Document section

# Roof under warranty, roofer won't return calls for repairs, now major damage exists



## BruceDavisIX (Mar 18, 2010)

Hi Everyone!
Please assist me with an ongoing problem with a roofing contractor. My aunt had a roof replaced in 2002. The roofing material used is about 85% 3-tab shingles (pretty standard) and about 15% flat roof membrane. Since this roof job was done, there have been several leaks. Only once, the first leak, did the company which is still very much in business come out to make a repair. This repair involved replacing flashing that was specified in the contract, but which the contractor did not replace because they felt at the time it looked good enough. Since then, there have been several minor leaks, and plaster has been gradually falling off the walls and ceilings below the unfinished attic. During the recent storm, my aunt noticed there are pieces of roofing material throughout her yard. She went into the attic and discovered about twenty plus leaks. The unfinished attic rafters exhibit signs of water damage and the unfinished attic floor is soggy. There is a damp odor throughout the house. More plaster is coming down in the rooms below. Now she can see daylight through the roof. She called the roofing contractor yesterday, and the company still does not return calls. A recent call to consumer affairs found no complaints against the company. The ten year warranty on labor and materials is still in effect.

Study material
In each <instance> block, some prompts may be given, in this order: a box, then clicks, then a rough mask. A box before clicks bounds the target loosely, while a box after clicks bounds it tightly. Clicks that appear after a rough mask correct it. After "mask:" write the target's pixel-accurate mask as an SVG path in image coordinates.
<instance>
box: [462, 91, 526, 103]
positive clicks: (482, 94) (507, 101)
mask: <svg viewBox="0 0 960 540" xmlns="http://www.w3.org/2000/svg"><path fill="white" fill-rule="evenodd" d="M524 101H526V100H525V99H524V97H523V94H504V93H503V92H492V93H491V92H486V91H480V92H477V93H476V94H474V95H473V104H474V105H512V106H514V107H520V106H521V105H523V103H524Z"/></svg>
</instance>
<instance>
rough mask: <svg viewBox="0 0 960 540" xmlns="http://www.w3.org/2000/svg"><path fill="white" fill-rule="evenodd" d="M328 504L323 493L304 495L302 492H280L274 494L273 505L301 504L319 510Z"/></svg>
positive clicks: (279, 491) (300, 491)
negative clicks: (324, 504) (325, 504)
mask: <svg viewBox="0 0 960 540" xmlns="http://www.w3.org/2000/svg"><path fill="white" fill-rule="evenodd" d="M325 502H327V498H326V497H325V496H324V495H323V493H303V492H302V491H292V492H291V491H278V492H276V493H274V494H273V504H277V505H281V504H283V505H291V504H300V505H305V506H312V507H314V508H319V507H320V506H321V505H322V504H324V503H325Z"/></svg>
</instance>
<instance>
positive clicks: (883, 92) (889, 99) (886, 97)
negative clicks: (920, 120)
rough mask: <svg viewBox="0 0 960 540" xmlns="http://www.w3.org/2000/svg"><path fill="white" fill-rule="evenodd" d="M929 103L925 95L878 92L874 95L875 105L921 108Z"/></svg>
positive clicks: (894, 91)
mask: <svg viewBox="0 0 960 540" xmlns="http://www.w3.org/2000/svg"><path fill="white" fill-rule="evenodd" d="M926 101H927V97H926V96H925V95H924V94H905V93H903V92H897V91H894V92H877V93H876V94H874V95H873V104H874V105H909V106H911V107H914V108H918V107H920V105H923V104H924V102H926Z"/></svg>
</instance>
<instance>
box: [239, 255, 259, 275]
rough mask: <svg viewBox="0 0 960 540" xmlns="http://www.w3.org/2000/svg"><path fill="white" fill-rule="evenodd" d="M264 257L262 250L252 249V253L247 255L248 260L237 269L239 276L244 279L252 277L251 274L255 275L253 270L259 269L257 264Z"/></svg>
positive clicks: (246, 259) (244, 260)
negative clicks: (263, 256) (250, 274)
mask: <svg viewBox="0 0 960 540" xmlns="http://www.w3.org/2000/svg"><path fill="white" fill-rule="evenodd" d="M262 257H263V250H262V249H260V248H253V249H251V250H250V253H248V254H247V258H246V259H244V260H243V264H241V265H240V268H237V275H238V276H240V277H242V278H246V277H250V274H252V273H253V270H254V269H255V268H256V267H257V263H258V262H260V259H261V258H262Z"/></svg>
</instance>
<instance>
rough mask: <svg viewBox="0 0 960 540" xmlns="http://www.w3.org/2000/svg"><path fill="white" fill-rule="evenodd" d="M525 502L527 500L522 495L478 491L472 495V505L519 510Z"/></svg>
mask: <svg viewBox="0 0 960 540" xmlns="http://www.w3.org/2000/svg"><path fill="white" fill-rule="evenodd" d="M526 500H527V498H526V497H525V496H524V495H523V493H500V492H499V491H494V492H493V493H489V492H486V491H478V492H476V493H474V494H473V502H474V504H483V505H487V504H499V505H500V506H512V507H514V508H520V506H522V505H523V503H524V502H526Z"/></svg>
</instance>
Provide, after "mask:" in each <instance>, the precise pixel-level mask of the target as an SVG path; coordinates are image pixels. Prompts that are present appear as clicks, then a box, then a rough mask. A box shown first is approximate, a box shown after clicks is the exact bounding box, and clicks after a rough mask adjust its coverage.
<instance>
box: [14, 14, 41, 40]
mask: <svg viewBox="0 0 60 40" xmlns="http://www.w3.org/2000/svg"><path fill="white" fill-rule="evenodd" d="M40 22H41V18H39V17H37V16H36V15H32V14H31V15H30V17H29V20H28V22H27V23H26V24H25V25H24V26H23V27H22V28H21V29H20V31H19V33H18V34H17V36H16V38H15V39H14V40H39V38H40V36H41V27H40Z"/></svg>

Directive
In the forum post about the roof warranty, what was replaced during the only repair the roofing company came out to make?

Answer area
Flashing that was specified in the contract but that the contractor hadn't originally replaced.